▸ **Data supplied**
--------
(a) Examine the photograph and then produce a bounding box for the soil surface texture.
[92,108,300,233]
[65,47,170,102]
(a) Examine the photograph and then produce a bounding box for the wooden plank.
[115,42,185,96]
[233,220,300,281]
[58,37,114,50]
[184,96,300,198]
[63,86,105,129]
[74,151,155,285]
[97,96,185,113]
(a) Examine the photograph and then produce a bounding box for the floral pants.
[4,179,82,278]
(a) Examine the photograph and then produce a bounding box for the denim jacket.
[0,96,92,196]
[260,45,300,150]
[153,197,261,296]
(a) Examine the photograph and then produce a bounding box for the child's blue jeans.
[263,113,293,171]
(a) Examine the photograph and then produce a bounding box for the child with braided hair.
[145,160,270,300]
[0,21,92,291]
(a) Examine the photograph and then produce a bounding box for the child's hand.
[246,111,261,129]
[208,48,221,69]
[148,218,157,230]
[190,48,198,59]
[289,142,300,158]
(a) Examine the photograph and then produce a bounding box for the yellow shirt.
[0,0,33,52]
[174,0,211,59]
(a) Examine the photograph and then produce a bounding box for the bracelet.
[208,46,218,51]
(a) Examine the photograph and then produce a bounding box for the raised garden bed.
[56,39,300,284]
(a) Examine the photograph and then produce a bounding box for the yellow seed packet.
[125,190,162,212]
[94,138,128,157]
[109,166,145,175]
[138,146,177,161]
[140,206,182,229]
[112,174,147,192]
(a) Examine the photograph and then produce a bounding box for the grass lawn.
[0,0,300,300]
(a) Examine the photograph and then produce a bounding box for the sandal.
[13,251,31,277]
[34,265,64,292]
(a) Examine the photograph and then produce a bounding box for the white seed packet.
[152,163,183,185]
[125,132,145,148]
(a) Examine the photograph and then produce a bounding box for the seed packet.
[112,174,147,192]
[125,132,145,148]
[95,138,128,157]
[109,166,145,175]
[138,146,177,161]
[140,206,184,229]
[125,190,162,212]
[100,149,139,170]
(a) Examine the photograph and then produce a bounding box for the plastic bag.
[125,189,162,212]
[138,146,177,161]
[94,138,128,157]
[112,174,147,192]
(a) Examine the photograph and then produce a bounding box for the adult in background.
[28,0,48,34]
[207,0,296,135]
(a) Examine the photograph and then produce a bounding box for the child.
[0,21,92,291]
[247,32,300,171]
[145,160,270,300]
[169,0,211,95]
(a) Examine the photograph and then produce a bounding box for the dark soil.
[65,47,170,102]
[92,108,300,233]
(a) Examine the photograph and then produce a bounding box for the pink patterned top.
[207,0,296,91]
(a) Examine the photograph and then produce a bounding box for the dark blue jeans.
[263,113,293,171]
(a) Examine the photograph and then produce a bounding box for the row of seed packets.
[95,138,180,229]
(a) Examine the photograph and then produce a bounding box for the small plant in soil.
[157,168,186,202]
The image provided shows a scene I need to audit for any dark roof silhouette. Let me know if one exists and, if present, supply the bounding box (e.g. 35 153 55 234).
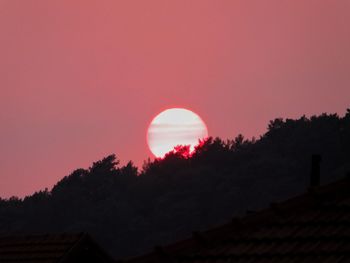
127 176 350 263
0 233 113 263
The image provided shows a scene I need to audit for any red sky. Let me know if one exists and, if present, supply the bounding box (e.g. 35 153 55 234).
0 0 350 197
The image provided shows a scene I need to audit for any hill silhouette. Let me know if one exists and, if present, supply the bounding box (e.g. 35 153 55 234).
0 109 350 258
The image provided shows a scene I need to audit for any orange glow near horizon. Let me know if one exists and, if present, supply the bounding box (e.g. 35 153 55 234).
147 108 208 157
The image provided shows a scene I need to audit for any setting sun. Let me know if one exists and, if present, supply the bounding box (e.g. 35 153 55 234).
147 108 208 157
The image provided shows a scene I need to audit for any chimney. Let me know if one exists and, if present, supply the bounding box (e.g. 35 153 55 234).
310 154 321 187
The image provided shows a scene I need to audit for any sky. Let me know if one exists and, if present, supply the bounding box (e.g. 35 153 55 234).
0 0 350 198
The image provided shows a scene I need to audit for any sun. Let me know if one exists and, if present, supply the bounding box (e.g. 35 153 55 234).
147 108 208 157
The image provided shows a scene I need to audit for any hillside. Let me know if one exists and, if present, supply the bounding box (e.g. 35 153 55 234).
0 110 350 258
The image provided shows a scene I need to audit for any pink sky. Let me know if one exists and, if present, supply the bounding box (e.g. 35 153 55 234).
0 0 350 197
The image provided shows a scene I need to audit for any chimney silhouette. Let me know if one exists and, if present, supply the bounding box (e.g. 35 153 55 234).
310 154 321 187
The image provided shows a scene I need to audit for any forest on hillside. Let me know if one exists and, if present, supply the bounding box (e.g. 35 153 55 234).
0 109 350 258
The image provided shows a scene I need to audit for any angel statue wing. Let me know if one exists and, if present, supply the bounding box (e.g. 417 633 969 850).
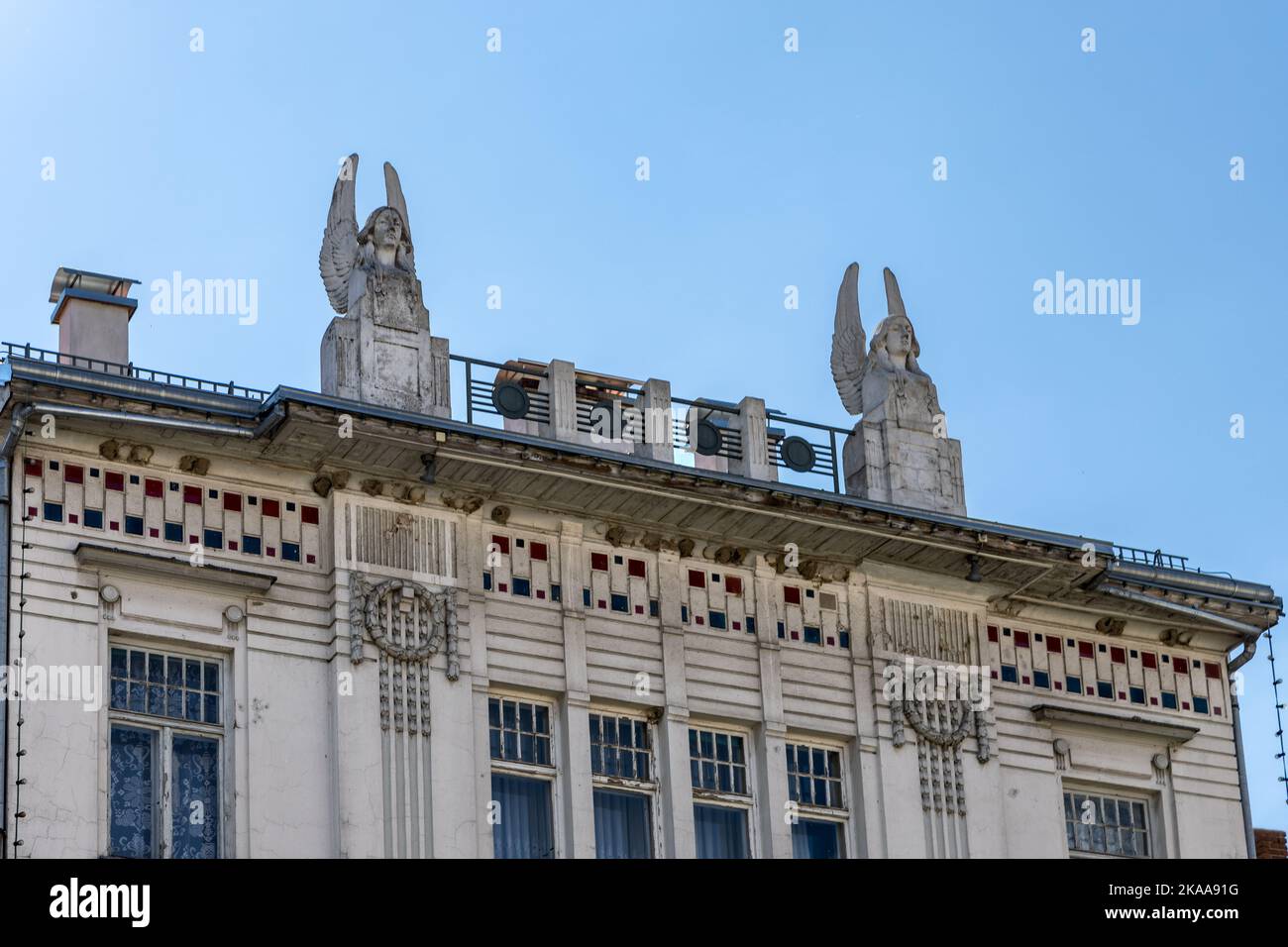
318 155 361 316
832 263 868 415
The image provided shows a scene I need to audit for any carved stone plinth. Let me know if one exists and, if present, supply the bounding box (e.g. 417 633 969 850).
841 420 966 517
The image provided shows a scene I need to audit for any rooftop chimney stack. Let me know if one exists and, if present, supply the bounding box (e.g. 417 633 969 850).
49 266 139 371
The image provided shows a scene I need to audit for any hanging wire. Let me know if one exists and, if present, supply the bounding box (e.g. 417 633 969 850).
1266 631 1288 804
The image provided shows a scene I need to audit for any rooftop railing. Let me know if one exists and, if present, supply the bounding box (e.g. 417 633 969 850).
0 342 1195 575
0 342 269 401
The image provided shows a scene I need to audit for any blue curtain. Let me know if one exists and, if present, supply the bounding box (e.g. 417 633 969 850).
492 773 555 858
793 818 845 858
110 727 156 858
595 789 653 858
693 802 751 858
170 733 219 858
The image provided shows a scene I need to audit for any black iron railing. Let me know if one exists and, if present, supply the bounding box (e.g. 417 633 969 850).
0 342 269 401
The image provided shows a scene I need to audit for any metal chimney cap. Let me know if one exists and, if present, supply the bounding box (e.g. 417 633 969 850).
49 266 138 303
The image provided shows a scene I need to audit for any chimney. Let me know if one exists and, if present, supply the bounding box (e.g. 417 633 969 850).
49 266 139 371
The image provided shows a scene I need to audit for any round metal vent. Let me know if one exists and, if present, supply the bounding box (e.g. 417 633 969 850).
778 436 815 473
695 417 720 458
492 381 531 421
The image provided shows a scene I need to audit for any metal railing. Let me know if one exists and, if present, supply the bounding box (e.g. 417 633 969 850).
0 342 269 401
1115 546 1203 573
--------
▸ **Your goal**
Locate every line above containing the word "pink" and copy each one out in full.

▸ **Written response**
(a) Examine the photograph and then produce a bounding box for the pink patterned top.
The image provided shows a scene I need to audit for any pink sky. Let me know if one exists and, if present, supply the bounding box (e.g. 35 153 55 234).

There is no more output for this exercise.